Record set:
— Start —

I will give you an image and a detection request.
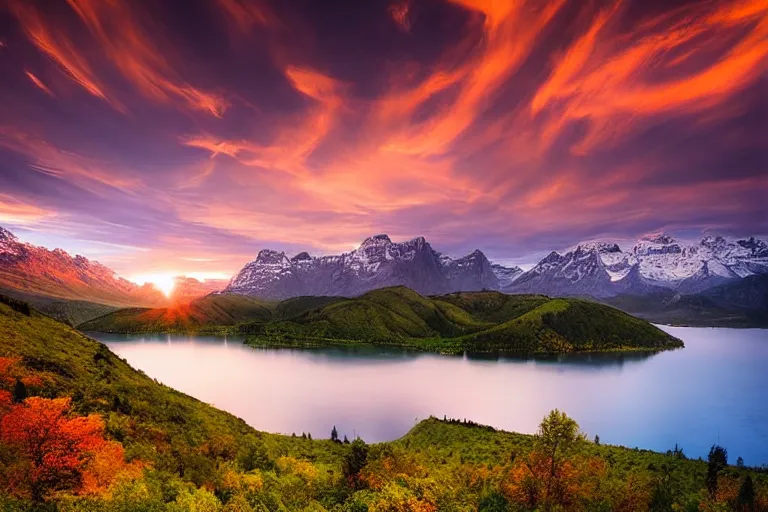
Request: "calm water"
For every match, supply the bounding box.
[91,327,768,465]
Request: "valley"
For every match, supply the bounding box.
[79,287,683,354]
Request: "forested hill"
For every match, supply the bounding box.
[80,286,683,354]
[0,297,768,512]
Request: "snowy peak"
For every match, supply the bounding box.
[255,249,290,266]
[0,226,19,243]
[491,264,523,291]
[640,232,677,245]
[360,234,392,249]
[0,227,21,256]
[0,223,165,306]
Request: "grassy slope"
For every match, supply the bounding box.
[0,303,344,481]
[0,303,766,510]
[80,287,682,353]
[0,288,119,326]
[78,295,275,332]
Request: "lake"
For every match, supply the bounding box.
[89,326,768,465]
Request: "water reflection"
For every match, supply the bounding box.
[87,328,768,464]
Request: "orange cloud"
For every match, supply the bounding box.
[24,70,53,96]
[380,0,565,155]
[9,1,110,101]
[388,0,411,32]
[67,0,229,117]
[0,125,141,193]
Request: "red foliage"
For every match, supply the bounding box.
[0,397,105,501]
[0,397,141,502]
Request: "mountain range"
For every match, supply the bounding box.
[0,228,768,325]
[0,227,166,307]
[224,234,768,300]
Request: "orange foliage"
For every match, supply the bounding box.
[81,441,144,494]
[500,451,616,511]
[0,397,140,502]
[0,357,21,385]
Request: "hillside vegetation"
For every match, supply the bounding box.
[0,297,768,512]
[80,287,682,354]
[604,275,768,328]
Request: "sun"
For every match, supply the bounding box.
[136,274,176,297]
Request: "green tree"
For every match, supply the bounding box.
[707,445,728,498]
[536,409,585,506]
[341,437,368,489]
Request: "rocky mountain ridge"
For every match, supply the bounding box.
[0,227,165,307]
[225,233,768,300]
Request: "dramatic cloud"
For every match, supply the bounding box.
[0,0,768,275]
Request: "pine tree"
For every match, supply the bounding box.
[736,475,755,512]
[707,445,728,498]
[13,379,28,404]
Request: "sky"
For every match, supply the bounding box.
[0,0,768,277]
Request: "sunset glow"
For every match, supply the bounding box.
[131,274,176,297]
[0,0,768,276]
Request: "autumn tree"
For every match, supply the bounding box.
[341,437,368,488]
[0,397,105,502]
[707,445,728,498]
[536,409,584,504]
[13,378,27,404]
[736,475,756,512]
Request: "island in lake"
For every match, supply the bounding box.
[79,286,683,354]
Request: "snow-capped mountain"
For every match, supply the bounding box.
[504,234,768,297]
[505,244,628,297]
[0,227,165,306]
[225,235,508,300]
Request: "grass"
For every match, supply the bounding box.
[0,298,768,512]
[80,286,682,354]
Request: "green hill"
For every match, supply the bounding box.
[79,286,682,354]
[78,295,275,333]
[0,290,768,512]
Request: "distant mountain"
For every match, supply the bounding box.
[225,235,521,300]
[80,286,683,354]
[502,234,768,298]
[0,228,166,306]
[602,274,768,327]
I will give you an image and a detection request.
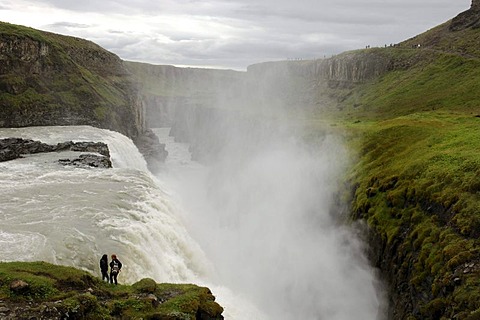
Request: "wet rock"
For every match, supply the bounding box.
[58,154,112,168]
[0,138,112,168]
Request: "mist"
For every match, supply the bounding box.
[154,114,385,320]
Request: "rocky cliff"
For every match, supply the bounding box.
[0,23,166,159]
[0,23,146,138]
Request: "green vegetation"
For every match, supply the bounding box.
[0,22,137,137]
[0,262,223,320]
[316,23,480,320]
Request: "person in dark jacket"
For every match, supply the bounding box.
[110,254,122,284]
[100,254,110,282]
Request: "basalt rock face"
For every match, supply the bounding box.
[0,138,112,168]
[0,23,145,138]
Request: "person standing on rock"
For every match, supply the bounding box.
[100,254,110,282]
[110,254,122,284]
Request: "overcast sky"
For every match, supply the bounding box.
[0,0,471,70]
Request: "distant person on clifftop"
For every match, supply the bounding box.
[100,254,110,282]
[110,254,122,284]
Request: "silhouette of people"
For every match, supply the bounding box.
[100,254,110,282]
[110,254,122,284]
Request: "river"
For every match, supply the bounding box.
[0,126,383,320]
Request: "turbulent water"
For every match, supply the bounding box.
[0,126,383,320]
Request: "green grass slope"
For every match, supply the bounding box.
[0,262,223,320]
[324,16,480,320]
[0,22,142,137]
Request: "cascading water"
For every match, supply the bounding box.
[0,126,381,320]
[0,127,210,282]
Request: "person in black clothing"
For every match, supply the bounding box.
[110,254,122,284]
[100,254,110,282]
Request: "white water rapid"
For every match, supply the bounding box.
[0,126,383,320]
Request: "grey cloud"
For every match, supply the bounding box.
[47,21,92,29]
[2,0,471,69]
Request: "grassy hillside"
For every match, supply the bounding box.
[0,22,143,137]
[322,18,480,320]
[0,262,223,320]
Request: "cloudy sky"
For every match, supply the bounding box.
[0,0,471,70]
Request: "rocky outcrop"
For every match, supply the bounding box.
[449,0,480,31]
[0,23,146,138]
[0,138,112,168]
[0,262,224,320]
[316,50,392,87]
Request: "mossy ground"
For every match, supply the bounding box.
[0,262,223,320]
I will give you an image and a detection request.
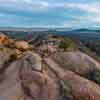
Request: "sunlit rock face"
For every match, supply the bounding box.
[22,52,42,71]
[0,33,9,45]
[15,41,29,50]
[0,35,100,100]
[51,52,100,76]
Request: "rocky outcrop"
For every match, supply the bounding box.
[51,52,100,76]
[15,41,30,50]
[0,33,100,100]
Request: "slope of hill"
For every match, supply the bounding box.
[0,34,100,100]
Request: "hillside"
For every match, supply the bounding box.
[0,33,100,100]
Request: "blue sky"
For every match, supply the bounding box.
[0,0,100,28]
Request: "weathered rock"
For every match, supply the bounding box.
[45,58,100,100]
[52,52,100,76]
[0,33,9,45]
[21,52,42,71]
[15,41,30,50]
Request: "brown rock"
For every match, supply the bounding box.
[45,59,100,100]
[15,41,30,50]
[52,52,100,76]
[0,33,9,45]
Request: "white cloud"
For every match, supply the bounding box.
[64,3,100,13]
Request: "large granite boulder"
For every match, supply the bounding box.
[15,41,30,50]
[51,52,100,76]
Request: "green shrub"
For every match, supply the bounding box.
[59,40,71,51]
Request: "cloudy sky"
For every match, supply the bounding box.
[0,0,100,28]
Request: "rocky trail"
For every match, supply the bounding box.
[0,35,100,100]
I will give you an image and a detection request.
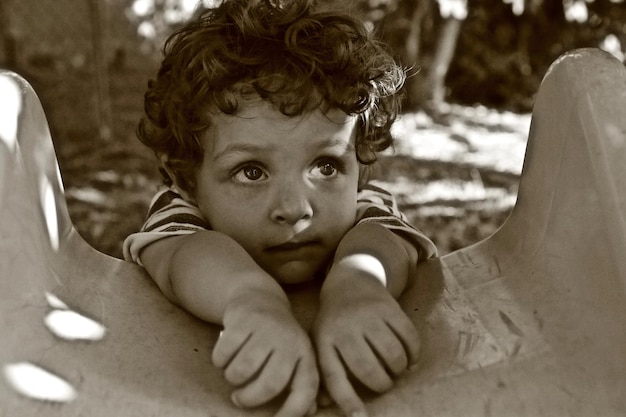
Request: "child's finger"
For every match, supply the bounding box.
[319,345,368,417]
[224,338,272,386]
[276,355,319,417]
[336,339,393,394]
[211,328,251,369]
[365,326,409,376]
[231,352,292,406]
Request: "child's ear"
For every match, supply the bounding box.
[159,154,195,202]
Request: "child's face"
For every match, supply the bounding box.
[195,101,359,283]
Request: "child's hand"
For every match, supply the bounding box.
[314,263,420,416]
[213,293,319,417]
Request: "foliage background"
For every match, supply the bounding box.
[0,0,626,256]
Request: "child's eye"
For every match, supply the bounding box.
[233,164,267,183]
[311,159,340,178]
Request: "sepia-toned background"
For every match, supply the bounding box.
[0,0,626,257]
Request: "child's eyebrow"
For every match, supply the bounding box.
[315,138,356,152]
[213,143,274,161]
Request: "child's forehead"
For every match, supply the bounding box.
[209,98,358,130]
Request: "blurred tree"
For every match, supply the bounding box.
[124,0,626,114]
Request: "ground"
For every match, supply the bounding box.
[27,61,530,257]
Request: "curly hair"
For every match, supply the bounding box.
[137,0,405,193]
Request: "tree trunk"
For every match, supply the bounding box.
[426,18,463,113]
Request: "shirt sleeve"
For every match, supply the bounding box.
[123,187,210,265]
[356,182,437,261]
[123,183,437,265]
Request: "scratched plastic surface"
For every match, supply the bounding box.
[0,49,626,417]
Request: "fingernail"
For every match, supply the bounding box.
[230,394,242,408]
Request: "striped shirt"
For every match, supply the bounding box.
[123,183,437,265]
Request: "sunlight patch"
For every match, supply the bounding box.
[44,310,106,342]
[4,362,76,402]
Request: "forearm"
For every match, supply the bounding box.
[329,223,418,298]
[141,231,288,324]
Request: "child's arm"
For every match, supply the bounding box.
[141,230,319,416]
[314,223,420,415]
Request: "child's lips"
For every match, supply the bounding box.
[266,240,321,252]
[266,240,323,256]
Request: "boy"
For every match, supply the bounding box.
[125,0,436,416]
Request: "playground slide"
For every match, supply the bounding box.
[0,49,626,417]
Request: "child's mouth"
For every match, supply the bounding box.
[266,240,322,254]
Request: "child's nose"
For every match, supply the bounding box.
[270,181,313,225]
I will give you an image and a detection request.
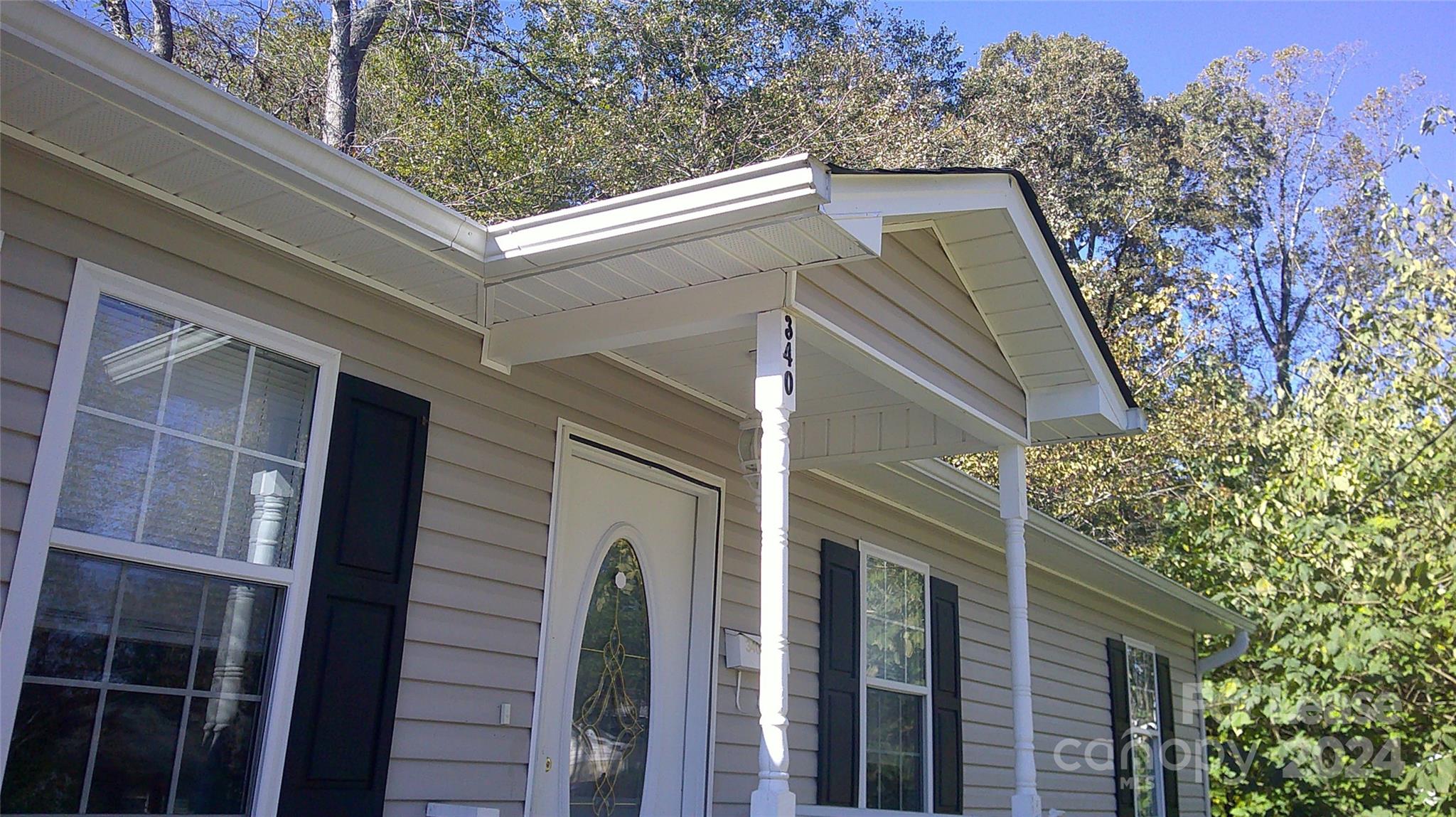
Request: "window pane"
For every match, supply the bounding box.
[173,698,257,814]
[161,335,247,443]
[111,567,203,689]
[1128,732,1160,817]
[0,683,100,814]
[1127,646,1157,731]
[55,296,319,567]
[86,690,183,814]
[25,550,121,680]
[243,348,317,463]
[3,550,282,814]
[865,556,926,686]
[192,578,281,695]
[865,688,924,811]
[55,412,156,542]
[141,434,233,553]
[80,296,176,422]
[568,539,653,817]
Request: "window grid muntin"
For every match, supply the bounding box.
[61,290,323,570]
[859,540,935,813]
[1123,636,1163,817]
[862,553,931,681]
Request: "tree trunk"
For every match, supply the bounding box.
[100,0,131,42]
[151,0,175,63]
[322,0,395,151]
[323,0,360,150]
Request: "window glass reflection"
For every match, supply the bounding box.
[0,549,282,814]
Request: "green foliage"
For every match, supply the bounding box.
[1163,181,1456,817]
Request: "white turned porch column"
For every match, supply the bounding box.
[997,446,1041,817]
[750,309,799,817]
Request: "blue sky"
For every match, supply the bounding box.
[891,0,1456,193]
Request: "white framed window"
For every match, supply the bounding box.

— End —

Task objective: Please rewrite the items from the start through the line that contains "[79,286,683,354]", replacing "supply" with "provide" and leaving everything else unchanged. Leave the pictures out of your answer.

Solution for this task:
I will give you an image and a detection request.
Request: "calm water"
For every match, provide the bounding box.
[91,327,768,465]
Request: "valley"
For every match, provide the bounding box.
[79,287,683,354]
Request: "forested hill"
For every match, provide the bounding box.
[80,286,683,354]
[0,297,768,512]
Request: "snowy peak"
For every match, provide the bounding box.
[255,249,290,266]
[0,226,19,243]
[491,264,523,291]
[640,232,677,245]
[360,234,392,249]
[0,227,21,256]
[0,223,165,306]
Request: "grassy slope"
For every match, provide the bounding box.
[0,303,344,481]
[0,303,766,510]
[80,287,682,353]
[0,288,119,326]
[78,295,275,332]
Request: "lake"
For every match, provide the bounding box.
[89,326,768,465]
Request: "water reflection"
For every match, provide the bounding box.
[87,328,768,464]
Request: "orange cloud"
For every match, provide the bounding box.
[24,70,53,96]
[380,0,565,155]
[9,1,110,101]
[388,0,411,32]
[67,0,229,117]
[0,125,141,193]
Request: "red foliage"
For every match, provide the bounding box.
[0,397,105,501]
[0,397,141,502]
Request: "mountain range"
For every match, provide the bounding box.
[0,228,768,325]
[0,227,166,307]
[224,234,768,300]
Request: "orange foliage"
For every match, provide the bounding box.
[81,441,144,494]
[500,451,616,511]
[0,397,140,502]
[0,357,21,385]
Request: "hillside vegetation"
For every match, provide the bounding box.
[0,297,768,512]
[80,287,682,354]
[604,275,768,328]
Request: "sun"
For every match, provide the bounding box.
[136,274,176,297]
Request: "green tree"
For every match, provide the bounding box.
[707,445,728,498]
[536,409,585,506]
[341,437,368,489]
Request: "rocky mountain ridge"
For every match, provide the bounding box.
[0,227,165,307]
[225,233,768,300]
Request: "dramatic cloud"
For every match, provide the bounding box.
[0,0,768,275]
Request: "pine tree"
For every match, provide the bounding box.
[736,475,755,512]
[707,445,728,498]
[13,379,28,404]
Request: "sky"
For every match, provide the bounding box.
[0,0,768,277]
Request: "sunset glow"
For every match, provide the bounding box.
[131,274,176,297]
[0,0,768,276]
Request: "autumn tree"
For every match, provide the bounding box.
[341,437,368,488]
[0,397,105,502]
[707,445,728,498]
[536,409,584,504]
[13,378,27,404]
[736,475,756,512]
Request: "island in lake"
For every match, provide the bounding box.
[79,286,683,354]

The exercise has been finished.